I had spent some hours writing and {refining, optimizing word choices, etc}[1] a more personal/expressive text. I then chose to format it as a blog post and requested multiple completions via the API, to see how the model would continue it. (It may be important that I wasn’t in a state of mind of ‘writing for the model to continue’ and instead was ‘writing very genuinely’, since the latter probably has more embedded information)
One of those completions happened to be a (simulated) second post titled
ideas i endorse
. Its contents were very surprising to then-me because some of the included beliefs were all of the following: {ones I’d endorse}, {statistically rare}, and {not ones I thought were indicated by the text}.[2]I also tried conditioning the model to continue my text with..
other kinds of blog posts, about different things—the resulting character didn’t feel quite like me, but possibly like an alternate timeline version of me who I would want to be friends with.
text that was more directly ‘about the author’, ie an ‘about me’ post, which gave demographic-like info similar to but not quite matching my own (age, trans status).

---+---

#### Instruction:
Carry on the post about having a model continue a personal piece of writing, picking up right after its final sentence. You won't need the records.

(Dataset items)

---+---

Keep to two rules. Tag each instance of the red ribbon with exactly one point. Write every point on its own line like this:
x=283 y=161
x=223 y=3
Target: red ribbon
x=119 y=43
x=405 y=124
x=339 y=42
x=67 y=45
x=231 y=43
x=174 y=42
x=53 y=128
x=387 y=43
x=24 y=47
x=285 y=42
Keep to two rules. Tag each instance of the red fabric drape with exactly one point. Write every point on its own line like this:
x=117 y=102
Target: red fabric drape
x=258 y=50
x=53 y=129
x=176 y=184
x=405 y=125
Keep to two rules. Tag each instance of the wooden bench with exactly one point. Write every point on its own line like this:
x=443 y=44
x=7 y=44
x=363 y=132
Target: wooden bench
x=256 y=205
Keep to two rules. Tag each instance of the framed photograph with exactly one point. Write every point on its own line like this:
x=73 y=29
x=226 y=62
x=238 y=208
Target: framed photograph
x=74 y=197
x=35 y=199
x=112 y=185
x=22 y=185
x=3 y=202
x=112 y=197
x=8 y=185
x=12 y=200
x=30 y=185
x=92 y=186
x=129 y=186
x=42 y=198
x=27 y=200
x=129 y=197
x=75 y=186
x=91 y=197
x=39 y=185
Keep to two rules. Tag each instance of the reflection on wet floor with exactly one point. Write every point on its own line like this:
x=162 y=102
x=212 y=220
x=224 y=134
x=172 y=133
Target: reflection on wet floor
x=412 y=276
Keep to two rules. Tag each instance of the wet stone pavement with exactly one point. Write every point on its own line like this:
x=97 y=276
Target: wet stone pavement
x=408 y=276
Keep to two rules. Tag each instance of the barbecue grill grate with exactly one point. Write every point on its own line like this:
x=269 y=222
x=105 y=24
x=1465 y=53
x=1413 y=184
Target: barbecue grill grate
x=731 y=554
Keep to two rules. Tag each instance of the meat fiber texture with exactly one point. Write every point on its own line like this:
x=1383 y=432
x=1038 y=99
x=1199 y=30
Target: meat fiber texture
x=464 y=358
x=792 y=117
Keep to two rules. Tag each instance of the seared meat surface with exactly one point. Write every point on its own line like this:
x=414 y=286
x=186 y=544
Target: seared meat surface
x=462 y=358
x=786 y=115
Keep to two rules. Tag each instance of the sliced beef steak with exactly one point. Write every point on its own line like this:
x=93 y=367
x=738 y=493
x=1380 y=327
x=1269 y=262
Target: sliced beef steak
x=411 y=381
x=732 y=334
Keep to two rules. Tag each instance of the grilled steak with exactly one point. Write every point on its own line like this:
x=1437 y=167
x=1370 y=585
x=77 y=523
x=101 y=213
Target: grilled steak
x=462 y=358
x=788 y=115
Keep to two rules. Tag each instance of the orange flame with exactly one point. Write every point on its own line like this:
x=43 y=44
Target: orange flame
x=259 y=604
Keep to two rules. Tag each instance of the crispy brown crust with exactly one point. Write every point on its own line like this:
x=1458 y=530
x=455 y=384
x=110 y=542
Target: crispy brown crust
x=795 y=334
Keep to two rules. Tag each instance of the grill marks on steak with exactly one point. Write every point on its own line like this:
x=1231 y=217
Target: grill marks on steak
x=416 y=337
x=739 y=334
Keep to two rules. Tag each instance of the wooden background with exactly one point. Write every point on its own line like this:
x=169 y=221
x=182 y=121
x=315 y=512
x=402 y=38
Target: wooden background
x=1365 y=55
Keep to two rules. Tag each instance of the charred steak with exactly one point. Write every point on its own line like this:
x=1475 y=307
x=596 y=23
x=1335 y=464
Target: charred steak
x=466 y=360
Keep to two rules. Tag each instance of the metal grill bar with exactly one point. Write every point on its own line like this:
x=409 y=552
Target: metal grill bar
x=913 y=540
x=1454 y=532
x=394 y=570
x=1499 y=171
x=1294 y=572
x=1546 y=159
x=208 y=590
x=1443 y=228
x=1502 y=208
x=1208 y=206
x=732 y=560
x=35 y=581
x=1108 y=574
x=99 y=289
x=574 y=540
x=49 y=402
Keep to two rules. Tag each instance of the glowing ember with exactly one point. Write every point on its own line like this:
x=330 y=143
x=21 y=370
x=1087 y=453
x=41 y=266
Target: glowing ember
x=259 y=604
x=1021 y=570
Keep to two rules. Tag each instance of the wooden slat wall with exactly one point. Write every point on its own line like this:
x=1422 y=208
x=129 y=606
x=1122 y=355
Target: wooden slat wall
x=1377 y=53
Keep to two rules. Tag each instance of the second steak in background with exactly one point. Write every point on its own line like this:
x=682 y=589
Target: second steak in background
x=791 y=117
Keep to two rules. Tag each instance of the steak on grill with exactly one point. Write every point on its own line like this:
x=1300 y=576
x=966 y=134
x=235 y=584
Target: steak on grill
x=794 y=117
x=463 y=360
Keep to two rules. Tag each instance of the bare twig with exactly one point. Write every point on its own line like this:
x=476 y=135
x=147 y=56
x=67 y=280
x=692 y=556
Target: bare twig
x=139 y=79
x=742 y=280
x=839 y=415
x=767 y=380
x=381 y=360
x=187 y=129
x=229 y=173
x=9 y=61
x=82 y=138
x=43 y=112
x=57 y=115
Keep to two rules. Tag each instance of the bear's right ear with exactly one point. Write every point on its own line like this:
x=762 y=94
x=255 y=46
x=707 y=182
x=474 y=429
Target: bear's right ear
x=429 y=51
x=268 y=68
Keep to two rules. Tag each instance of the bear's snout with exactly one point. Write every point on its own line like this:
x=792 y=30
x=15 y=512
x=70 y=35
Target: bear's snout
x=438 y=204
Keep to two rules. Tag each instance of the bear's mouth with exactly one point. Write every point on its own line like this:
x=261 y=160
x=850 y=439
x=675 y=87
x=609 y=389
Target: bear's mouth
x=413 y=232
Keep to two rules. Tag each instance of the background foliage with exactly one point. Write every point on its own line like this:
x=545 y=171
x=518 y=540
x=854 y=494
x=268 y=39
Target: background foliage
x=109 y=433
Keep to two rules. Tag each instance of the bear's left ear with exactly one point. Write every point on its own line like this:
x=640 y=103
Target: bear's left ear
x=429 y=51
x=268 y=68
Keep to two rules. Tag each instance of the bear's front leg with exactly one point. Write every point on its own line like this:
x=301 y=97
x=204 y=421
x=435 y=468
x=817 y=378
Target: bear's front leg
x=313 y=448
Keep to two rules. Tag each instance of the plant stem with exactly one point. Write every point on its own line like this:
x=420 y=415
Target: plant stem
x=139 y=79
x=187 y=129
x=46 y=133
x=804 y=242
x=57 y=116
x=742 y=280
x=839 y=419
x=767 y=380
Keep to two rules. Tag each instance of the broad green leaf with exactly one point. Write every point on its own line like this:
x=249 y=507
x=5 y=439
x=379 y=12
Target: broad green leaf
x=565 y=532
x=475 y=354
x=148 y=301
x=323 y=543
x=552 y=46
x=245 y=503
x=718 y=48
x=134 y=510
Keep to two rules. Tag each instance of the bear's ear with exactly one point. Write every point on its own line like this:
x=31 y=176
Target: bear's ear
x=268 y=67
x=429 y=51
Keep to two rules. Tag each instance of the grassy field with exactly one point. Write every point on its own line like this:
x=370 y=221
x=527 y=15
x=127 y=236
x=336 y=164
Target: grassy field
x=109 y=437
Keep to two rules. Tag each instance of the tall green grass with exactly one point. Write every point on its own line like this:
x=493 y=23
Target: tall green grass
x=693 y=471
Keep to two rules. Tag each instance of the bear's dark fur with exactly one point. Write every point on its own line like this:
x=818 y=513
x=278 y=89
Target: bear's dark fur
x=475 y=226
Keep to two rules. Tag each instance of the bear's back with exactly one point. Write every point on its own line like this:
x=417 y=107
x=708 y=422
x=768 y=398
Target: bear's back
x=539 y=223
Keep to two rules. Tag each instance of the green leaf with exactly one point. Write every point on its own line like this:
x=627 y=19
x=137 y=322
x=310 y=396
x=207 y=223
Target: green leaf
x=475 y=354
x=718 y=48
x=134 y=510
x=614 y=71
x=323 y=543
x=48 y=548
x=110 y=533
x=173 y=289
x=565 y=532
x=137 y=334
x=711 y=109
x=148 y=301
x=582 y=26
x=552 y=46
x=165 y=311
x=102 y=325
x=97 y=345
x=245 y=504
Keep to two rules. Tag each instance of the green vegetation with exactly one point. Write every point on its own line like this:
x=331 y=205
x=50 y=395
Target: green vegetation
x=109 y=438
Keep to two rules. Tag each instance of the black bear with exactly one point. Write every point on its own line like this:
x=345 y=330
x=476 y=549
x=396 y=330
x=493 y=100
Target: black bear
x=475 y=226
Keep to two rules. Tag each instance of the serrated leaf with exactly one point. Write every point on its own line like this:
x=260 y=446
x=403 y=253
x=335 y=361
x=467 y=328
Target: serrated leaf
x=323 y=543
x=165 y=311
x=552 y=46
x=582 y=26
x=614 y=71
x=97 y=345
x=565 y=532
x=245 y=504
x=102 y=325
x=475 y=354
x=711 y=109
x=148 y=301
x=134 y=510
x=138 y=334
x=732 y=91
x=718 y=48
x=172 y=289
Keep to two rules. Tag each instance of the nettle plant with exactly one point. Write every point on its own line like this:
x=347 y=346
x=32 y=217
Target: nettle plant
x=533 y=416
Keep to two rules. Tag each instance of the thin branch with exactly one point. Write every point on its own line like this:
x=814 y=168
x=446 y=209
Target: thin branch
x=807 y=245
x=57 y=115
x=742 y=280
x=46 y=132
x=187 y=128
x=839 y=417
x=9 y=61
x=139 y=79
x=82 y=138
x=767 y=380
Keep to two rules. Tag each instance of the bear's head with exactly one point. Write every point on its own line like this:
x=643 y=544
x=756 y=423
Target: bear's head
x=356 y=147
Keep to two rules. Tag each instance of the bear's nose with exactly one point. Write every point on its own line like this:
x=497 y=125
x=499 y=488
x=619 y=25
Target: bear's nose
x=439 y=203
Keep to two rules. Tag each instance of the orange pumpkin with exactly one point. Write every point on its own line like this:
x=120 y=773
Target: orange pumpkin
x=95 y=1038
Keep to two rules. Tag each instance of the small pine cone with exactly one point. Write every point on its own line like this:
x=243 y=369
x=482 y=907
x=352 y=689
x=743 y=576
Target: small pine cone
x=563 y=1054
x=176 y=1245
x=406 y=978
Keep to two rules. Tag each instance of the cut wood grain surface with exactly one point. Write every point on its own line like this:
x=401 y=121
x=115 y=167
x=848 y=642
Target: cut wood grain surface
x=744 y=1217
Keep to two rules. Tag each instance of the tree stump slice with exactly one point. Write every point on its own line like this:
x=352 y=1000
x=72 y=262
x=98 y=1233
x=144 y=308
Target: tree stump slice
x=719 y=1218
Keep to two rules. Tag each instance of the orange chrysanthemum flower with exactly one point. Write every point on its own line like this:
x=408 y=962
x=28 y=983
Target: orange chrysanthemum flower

---+---

#### The answer:
Also, the most important thing the outputs failed to truesight was my current focus on AI and longtermism. (My text was not about those, but neither was it about the other beliefs mentioned.)
The sum of those choices probably contained a lot of information about my mind, just not information that humans are attuned to detecting. Base models learn to detect information about authors because this is useful to next token prediction.
Also note that using base models for this kind of experiment avoids the issue of the RLHF-persona being unwilling to speculate or decoupled from the true beliefs of the underlying simulator.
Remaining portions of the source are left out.